Records for the exercise
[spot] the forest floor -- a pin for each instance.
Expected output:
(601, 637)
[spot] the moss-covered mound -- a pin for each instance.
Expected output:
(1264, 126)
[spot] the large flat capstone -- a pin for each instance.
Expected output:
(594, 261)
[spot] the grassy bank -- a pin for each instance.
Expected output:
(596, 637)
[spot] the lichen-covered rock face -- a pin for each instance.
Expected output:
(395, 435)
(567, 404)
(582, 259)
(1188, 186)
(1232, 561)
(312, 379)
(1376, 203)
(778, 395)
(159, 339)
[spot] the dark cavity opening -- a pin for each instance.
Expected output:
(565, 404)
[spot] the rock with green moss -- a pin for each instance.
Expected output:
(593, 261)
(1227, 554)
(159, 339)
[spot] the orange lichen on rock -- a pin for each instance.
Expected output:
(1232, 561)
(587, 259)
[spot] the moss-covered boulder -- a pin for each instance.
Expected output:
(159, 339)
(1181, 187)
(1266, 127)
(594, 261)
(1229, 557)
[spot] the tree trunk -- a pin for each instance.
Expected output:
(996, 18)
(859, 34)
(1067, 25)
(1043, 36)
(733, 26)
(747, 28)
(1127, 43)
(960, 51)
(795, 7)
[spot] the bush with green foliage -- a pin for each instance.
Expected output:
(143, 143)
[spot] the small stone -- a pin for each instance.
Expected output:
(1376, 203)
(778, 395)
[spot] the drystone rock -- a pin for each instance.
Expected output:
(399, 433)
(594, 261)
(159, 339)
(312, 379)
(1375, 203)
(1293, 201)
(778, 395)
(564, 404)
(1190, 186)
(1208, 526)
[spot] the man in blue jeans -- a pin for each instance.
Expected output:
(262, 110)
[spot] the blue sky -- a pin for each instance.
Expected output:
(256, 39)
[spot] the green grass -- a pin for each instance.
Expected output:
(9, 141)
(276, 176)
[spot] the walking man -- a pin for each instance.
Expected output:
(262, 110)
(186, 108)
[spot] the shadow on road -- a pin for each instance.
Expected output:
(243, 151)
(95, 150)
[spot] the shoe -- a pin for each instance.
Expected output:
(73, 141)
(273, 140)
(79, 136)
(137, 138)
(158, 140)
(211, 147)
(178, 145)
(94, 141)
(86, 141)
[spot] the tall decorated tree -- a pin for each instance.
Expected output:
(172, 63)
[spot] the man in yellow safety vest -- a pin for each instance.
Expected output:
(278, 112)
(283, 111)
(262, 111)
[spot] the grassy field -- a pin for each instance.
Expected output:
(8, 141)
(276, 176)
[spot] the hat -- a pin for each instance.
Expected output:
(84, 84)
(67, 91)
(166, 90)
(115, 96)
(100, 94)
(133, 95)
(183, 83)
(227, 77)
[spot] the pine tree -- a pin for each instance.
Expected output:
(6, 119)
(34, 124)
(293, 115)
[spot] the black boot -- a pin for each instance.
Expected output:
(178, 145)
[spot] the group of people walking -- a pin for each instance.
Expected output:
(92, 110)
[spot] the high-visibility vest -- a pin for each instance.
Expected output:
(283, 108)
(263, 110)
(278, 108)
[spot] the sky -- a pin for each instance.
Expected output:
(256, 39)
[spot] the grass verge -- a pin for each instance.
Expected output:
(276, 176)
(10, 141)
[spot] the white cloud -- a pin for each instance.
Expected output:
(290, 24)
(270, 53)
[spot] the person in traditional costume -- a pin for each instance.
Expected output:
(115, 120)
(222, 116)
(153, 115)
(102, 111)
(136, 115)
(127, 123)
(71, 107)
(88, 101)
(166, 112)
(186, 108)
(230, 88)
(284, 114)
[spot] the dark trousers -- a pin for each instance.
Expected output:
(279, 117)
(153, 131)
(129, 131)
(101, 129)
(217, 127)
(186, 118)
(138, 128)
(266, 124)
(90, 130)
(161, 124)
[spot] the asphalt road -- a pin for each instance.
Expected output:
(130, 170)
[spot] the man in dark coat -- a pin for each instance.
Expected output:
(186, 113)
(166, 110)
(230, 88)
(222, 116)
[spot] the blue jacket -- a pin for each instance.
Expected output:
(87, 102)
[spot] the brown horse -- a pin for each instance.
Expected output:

Problem requirements
Repeat the data precisely, line by line.

Complete output
[spot] the forest floor -- a pin for each instance.
Expected output:
(601, 637)
[spot] the moss-covered mound -- a pin for each instance.
Expected output:
(1264, 126)
[spot] the large flat capstone -- a pin for each instance.
Expected output:
(594, 261)
[spot] the grassy bank -- a pin for each instance.
Expected output:
(596, 637)
[spot] the lichen-covered rock face -- a pin for each instance.
Expected output:
(395, 435)
(567, 404)
(582, 259)
(1188, 186)
(1232, 561)
(312, 379)
(1376, 203)
(778, 395)
(159, 339)
[spot] the dark cavity opening -- a pin for each instance.
Expected output:
(565, 404)
[spot] the rock with green moss -- a pin for each instance.
Expected output:
(593, 261)
(1227, 554)
(159, 339)
[spot] the orange lichen on rock -- a pin for each instance.
Expected output:
(1232, 561)
(587, 259)
[spot] the moss-covered boulder -- a pin for each instance.
Expected output:
(159, 339)
(1181, 187)
(1266, 127)
(594, 261)
(1229, 557)
[spot] the tree trunk -- a pin for each instance.
Expected output:
(996, 18)
(859, 34)
(1067, 25)
(1043, 36)
(733, 26)
(747, 28)
(1127, 43)
(960, 51)
(795, 7)
[spot] the bush with green foliage -- a pin for each instance.
Expected output:
(143, 143)
[spot] the small stone -- a pin for each instance.
Expected output:
(1376, 203)
(778, 395)
[spot] the drystone rock -- a pin for each instance.
Expected output:
(399, 433)
(594, 261)
(159, 339)
(312, 379)
(1375, 203)
(1293, 201)
(778, 395)
(564, 404)
(1190, 186)
(1208, 526)
[spot] the man in blue jeans -- a pin for each instance.
Expected output:
(262, 110)
[spot] the blue sky -- a pin for each instance.
Expected output:
(256, 39)
[spot] the green grass -- a pin for each instance.
Expected output:
(9, 141)
(276, 176)
[spot] the walking man -- a pin for each instance.
Expected output:
(262, 110)
(186, 108)
[spot] the shadow on road -- a pin for each instance.
Expected output:
(243, 151)
(95, 150)
[spot] the shoe -- a pin for each instance.
Expected output:
(73, 141)
(273, 140)
(79, 136)
(137, 138)
(158, 140)
(211, 147)
(178, 145)
(94, 141)
(86, 141)
[spot] the tall decorated tree -- a pin for each instance.
Expected output:
(172, 63)
[spot] the man in yellow safety vest -- a pin for each instance.
Expected output:
(278, 112)
(283, 111)
(262, 111)
[spot] the grassy field -- a pin for each instance.
Expected output:
(8, 141)
(276, 176)
[spot] the hat -- a pin for each instance.
Expected output:
(84, 84)
(67, 91)
(166, 90)
(115, 96)
(100, 94)
(133, 95)
(183, 83)
(227, 77)
[spot] the pine tree -- a pin for each instance.
Expected output:
(6, 119)
(34, 124)
(293, 115)
[spot] the black boot -- a pin for each instance.
Expected output:
(178, 145)
[spot] the group of people walking -- a pin for each instance.
Expected output:
(92, 110)
[spot] the high-visibility vest -- a pin for each instance.
Expected output:
(283, 108)
(263, 110)
(278, 108)
[spot] the sky -- a pin for each instance.
Expected output:
(256, 39)
[spot] the grass verge -- a pin for each instance.
Expected output:
(276, 176)
(10, 141)
[spot] the white cloud -- a pin for each instance.
Expected output:
(290, 24)
(270, 53)
[spot] the person in traditional costume -- a pin for each instance.
Expected output:
(115, 120)
(222, 116)
(153, 115)
(102, 111)
(136, 115)
(127, 123)
(71, 107)
(88, 101)
(166, 112)
(186, 108)
(230, 88)
(284, 114)
[spot] the dark trousers -- a pin for each instance.
Expected output:
(279, 117)
(153, 131)
(129, 131)
(101, 129)
(217, 127)
(186, 118)
(138, 128)
(266, 124)
(90, 130)
(161, 124)
[spot] the asphalt road -- a pin for each instance.
Expected output:
(130, 170)
[spot] the man in dark coat -- a pin for each instance.
Expected output:
(186, 113)
(166, 110)
(230, 88)
(222, 116)
[spot] the blue jacket -- a pin for each instance.
Expected output:
(87, 102)
[spot] the brown horse -- a pin for each instance.
Expected output:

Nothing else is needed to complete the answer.